Passage given
/---

# IMPORTS AND API_KEY

In [1]:
import requests
import time
import mysql.connector
import test_config
api_key = '91011d12ab785b50295a8f31e8f78a6b'
db_name = 'movies'

# CREATE DATABASE

In [2]:
cnx = mysql.connector.connect(
        host = test_config.host,
        user = test_config.user,
        password = test_config.password
)
cursor = cnx.cursor(buffered=True)

In [3]:
cursor.execute("""CREATE DATABASE {} DEFAULT CHARACTER SET 'utf8'""".format(db_name))
cnx.close()

# CREATE TABLE(S)

"create_table" creates tables into your database. Takes a query and database as variables.

In [7]:
def create_tmdb_table(table_name, db_name):
    cnx = mysql.connector.connect(
        host = test_config.host,
        user = test_config.user,
        password = test_config.password,
        database = db_name
    )
    cursor = cnx.cursor(buffered=True)

\---

Directions
a: Echo the database code from "# CREATE DATABASE" up to and including "cnx.close()".
b: In the database code, what default character set is the new database created with?
The lines after the database code are not needed for any of the work here.

Record extracts
/---

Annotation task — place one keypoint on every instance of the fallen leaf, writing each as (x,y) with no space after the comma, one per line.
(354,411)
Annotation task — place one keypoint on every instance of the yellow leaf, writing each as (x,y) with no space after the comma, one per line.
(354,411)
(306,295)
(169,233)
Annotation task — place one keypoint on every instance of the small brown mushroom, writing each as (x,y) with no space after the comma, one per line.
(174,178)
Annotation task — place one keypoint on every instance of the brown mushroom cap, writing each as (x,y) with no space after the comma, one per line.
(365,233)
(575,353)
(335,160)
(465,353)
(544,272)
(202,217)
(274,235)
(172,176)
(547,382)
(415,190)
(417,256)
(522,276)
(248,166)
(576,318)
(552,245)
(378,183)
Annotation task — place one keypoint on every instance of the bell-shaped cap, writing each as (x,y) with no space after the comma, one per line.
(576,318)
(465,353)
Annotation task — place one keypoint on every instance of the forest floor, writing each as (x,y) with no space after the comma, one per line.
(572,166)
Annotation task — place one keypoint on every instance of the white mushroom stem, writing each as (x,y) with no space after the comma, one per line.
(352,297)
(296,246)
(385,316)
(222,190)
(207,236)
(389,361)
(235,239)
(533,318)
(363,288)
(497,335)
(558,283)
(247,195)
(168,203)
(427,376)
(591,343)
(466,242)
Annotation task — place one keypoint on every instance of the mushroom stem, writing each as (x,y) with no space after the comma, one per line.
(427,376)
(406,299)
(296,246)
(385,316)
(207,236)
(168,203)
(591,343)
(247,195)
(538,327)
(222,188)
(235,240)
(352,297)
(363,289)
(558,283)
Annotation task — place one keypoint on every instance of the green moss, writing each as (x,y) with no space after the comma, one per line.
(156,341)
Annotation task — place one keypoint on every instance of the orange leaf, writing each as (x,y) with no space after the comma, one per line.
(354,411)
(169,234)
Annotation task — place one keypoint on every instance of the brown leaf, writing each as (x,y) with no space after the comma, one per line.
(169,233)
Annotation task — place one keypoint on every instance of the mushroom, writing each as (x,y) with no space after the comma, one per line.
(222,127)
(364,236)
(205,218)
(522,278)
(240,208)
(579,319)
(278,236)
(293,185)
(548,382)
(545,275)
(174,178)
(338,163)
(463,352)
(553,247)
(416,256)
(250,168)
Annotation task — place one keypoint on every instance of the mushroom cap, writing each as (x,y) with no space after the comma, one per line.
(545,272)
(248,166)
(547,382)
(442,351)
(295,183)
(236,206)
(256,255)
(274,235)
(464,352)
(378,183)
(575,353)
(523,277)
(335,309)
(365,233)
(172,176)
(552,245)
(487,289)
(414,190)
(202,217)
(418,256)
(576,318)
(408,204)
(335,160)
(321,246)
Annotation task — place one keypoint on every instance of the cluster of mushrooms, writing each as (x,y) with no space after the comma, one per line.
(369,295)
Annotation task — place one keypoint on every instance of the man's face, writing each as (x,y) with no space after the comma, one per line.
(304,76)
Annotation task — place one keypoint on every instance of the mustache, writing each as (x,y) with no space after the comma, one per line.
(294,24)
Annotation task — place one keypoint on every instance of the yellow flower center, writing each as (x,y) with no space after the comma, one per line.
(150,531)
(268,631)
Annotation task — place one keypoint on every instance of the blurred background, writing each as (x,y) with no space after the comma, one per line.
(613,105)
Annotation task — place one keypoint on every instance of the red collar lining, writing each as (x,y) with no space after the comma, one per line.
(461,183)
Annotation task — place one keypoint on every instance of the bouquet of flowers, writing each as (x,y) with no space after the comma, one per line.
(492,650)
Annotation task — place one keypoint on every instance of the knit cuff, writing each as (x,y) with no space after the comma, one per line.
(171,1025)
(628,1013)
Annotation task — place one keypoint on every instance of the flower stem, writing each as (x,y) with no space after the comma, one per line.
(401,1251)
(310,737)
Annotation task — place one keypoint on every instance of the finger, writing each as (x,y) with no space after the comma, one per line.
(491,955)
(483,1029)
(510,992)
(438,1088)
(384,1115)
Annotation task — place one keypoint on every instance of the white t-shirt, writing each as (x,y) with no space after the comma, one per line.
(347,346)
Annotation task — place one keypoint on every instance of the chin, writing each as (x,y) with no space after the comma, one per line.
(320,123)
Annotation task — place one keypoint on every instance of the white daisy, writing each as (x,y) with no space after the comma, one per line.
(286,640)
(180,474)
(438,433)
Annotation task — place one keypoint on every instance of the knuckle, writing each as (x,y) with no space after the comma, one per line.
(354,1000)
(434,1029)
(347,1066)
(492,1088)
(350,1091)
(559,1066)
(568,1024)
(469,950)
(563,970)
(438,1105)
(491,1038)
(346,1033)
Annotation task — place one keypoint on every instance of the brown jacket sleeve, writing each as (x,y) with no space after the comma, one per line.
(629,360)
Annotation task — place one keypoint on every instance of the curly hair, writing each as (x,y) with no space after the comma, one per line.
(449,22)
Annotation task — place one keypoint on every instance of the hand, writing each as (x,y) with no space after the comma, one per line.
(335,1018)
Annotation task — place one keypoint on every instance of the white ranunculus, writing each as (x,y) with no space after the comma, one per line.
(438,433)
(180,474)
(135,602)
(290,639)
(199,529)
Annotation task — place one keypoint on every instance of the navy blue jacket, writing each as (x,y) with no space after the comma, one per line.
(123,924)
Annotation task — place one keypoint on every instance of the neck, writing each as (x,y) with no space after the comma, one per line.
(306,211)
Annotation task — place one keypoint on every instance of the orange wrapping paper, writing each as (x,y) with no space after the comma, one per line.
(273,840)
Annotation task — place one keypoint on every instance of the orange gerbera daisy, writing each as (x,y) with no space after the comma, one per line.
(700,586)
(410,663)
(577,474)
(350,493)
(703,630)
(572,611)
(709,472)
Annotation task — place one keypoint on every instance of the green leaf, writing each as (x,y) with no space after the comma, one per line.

\---

Exercise responses
a:
# CREATE DATABASE

In [2]:
cnx = mysql.connector.connect(
        host = test_config.host,
        user = test_config.user,
        password = test_config.password
)
cursor = cnx.cursor(buffered=True)

In [3]:
cursor.execute("""CREATE DATABASE {} DEFAULT CHARACTER SET 'utf8'""".format(db_name))
cnx.close()

b: utf8